Green: Politicians should make policy, not jokes

By Molly Green

Politicians can’t be funny. It’s kind of like Gollum trying to be Smeagol — it’s too… Politicians can’t be funny. It’s kind of like Gollum trying to be Smeagol — it’s too late. You are a soulless, pandering machine now, about 25 percent human being and 75 percent hair spray, whitening strips and various nondescript Brooks Brothers power suits.

It’s likely that some politicians had a sense of humor in their past but lost it in the treacherous climb to power, à la Anakin Skywalker losing his hand and becoming Darth Vader. Others I seriously doubt ever quite had a handle of what makes a good wisecrack.

Joe Biden — bless him — is a horrible comedian, but he loves to tell jokes! Biden makes what I like to call “grandpa jokes” — that is, jokes that are meant to seem hip and “with it,” but are just really, really awkward for everyone involved.

Last March, Biden was asked to give a “comic performance” at the 2010 Radio & Television Correspondents’ Dinner, and while his jokes were on point, there was this weird moms-who-shop-at-Abercrombie quality to them, like when he told Massachusetts Sen. Scott Brown he had the difficult task of replacing “the sexiest man in the Senate.” A little weird, a little awkward, very grandpa-esque. And if I were Scott Brown, I think I would have felt more than a little creeped out.

Owing to the fact that we know many politicians lack a sense of humor, there are also those strange times when we aren’t exactly sure if a politician is joking or just being inappropriate and eccentric. This occurred, for example, when “Real Time with Bill Maher” showed a clip of Delaware senatorial candidate Christine O’Donnell saying one of her first dates was with a witch at a satanic altar.
-*-*-
— WORK TO BE COMPLETED —
Repeat word for word the portion of the article on politicians and humor starting at "Last March, Biden" and ending at "a satanic altar.". Rely solely on the article on politicians and humor when responding.
-*-*-
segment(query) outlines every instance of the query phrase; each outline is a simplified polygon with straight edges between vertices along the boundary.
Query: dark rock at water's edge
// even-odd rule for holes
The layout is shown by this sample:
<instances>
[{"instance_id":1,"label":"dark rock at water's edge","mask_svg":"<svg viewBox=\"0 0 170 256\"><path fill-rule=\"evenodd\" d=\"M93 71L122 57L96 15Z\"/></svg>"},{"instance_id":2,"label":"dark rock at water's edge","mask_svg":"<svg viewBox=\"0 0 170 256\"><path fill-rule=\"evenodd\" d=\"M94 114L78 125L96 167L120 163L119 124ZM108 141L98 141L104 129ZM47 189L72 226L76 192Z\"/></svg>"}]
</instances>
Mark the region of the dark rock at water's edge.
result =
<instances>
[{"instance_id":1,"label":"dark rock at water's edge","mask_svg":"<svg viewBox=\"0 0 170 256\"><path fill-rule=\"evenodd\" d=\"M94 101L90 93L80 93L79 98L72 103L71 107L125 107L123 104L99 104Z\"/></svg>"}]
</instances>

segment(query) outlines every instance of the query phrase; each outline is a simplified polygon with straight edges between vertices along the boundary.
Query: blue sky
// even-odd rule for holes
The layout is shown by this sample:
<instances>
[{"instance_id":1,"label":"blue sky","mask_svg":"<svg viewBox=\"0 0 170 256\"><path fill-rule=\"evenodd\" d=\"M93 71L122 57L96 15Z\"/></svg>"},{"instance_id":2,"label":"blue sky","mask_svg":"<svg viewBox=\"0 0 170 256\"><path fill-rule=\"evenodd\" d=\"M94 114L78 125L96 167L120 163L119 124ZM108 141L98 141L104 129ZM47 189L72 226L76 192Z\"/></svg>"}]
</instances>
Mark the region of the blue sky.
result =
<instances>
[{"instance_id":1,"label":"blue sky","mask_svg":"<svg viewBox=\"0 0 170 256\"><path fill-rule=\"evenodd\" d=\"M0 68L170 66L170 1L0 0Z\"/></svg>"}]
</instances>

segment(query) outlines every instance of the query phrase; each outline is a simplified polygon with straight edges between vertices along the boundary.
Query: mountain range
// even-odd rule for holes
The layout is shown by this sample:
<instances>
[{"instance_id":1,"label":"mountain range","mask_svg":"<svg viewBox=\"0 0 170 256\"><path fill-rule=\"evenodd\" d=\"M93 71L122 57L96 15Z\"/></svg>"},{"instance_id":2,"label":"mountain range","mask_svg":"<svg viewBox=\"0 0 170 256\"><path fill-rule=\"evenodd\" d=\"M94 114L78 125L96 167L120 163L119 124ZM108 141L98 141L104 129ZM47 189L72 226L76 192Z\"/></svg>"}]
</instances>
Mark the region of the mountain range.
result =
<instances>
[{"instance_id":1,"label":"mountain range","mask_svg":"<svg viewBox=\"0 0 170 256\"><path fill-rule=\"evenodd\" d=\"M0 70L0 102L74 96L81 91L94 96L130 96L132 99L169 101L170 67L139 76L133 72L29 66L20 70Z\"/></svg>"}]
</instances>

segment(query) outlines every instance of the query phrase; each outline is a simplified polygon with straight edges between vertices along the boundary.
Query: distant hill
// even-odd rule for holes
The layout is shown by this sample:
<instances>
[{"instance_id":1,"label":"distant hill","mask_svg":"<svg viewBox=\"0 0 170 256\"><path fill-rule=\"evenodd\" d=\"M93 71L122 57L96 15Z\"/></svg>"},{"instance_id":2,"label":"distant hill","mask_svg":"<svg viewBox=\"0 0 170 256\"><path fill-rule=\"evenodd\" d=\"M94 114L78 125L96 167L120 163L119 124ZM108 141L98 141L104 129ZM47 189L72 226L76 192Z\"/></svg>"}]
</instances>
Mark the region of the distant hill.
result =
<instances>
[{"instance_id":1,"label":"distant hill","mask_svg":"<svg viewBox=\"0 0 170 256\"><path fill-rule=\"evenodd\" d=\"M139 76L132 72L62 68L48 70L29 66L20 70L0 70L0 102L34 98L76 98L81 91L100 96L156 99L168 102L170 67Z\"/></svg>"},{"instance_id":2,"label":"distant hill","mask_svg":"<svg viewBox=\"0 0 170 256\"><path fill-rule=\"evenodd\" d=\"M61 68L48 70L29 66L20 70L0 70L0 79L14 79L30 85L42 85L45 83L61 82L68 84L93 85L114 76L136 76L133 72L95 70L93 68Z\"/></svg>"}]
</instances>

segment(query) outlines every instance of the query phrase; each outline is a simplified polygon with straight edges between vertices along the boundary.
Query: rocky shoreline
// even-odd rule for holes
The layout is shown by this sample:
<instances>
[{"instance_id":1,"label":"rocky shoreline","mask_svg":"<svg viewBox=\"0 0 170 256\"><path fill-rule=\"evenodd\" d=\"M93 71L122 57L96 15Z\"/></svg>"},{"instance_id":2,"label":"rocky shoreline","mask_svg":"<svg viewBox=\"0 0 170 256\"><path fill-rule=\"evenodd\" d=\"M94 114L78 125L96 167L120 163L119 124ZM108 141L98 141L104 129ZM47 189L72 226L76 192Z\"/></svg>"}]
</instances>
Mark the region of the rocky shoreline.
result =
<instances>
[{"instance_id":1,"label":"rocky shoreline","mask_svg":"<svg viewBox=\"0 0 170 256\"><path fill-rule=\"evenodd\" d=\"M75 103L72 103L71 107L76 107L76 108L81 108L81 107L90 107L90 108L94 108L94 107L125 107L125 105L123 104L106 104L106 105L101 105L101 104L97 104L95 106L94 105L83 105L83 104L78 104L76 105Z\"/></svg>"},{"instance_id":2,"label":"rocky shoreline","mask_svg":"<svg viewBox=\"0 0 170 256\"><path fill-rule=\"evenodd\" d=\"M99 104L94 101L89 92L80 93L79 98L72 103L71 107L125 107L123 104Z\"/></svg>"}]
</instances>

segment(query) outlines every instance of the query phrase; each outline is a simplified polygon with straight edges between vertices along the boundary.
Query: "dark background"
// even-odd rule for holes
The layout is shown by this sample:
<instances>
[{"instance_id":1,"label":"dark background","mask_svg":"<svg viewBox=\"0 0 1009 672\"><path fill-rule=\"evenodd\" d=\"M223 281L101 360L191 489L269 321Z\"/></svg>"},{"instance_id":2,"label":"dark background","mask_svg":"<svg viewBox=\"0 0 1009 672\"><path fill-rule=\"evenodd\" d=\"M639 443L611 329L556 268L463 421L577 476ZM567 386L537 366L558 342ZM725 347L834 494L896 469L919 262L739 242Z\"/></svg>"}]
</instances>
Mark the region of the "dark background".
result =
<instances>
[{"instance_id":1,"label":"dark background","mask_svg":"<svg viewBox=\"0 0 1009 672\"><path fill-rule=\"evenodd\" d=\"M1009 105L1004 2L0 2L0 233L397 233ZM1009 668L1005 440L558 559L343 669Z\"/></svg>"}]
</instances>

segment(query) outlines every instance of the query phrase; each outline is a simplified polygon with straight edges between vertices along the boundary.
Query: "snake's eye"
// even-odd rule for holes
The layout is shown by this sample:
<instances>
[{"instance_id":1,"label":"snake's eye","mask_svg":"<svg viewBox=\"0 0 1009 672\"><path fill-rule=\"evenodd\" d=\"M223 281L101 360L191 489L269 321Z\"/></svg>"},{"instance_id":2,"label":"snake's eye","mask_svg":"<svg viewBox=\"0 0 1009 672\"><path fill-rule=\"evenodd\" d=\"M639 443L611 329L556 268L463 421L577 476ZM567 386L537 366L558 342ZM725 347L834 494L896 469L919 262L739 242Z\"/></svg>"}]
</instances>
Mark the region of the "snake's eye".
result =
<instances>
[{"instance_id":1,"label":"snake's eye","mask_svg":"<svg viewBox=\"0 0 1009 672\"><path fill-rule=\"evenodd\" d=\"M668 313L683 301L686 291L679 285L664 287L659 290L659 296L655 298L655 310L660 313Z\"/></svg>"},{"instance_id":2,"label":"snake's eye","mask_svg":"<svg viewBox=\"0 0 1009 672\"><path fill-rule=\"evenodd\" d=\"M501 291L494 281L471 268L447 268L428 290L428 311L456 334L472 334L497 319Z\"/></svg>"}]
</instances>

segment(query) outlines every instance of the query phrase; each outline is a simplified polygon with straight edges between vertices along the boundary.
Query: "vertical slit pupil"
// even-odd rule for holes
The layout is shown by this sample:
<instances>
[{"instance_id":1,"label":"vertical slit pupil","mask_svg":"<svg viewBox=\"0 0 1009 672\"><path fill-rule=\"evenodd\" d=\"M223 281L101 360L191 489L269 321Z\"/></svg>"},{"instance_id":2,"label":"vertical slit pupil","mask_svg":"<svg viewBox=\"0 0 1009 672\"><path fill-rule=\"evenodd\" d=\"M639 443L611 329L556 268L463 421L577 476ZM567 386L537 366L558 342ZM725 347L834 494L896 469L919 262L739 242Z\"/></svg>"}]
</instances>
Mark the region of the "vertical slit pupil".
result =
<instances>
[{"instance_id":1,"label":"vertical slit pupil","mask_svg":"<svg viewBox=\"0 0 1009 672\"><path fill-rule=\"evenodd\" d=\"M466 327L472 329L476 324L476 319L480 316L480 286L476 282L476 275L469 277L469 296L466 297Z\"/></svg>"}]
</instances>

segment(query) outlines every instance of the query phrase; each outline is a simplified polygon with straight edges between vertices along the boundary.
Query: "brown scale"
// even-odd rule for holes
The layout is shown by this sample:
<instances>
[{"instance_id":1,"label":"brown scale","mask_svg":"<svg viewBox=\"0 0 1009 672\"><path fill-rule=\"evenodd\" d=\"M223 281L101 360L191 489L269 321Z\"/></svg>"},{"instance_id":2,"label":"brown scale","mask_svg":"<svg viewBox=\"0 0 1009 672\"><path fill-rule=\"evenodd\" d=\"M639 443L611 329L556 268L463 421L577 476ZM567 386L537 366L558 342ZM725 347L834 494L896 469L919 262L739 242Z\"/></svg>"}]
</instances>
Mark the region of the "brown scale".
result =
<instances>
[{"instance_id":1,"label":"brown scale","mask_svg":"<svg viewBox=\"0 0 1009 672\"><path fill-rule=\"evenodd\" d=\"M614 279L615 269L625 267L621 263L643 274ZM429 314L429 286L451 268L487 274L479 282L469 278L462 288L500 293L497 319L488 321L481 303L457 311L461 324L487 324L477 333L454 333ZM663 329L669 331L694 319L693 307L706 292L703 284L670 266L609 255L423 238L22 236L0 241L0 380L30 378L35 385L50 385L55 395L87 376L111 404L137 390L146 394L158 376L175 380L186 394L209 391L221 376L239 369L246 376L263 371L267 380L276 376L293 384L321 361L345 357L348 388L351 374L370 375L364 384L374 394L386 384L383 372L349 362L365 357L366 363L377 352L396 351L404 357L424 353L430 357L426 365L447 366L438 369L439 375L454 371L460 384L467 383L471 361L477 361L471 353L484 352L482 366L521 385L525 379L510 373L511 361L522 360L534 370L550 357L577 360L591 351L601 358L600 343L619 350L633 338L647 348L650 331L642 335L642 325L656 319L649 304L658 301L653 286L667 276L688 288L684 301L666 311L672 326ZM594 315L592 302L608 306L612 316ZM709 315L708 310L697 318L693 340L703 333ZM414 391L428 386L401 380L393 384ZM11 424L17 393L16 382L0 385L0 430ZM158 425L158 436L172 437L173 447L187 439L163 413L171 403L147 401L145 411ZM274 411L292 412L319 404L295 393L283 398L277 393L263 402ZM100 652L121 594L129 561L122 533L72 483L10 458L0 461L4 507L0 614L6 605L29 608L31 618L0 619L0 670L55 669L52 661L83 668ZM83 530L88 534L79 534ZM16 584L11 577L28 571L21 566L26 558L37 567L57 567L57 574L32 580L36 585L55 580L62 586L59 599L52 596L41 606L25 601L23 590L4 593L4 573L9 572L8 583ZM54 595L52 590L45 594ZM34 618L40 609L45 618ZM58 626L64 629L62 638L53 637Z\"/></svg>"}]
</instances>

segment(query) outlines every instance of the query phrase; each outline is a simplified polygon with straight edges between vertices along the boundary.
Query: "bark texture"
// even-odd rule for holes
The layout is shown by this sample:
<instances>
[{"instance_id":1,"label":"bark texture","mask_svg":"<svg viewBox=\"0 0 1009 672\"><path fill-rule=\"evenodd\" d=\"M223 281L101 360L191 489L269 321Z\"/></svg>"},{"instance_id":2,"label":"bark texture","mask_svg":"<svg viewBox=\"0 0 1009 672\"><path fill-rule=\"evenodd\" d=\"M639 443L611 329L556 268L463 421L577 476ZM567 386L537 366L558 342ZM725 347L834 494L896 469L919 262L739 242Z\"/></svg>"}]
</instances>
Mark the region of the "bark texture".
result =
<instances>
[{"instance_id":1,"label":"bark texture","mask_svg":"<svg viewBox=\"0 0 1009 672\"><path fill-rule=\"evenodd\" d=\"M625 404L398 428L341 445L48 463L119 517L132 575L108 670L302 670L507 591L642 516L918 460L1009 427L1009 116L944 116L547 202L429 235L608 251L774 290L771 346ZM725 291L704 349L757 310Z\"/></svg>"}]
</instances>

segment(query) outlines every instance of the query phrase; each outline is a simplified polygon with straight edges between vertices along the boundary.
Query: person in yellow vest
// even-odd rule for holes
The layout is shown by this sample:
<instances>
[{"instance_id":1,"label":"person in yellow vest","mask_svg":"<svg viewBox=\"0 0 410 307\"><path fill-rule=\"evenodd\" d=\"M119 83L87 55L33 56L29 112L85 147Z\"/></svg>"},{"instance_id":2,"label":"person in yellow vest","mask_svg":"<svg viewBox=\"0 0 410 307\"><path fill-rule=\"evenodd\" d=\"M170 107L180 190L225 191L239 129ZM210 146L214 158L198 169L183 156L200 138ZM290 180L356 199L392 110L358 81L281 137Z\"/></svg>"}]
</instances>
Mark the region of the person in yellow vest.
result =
-*-*-
— ANSWER BELOW —
Last March, Biden was asked to give a “comic performance” at the 2010 Radio & Television Correspondents’ Dinner, and while his jokes were on point, there was this weird moms-who-shop-at-Abercrombie quality to them, like when he told Massachusetts Sen. Scott Brown he had the difficult task of replacing “the sexiest man in the Senate.” A little weird, a little awkward, very grandpa-esque. And if I were Scott Brown, I think I would have felt more than a little creeped out.

Owing to the fact that we know many politicians lack a sense of humor, there are also those strange times when we aren’t exactly sure if a politician is joking or just being inappropriate and eccentric. This occurred, for example, when “Real Time with Bill Maher” showed a clip of Delaware senatorial candidate Christine O’Donnell saying one of her first dates was with a witch at a satanic altar.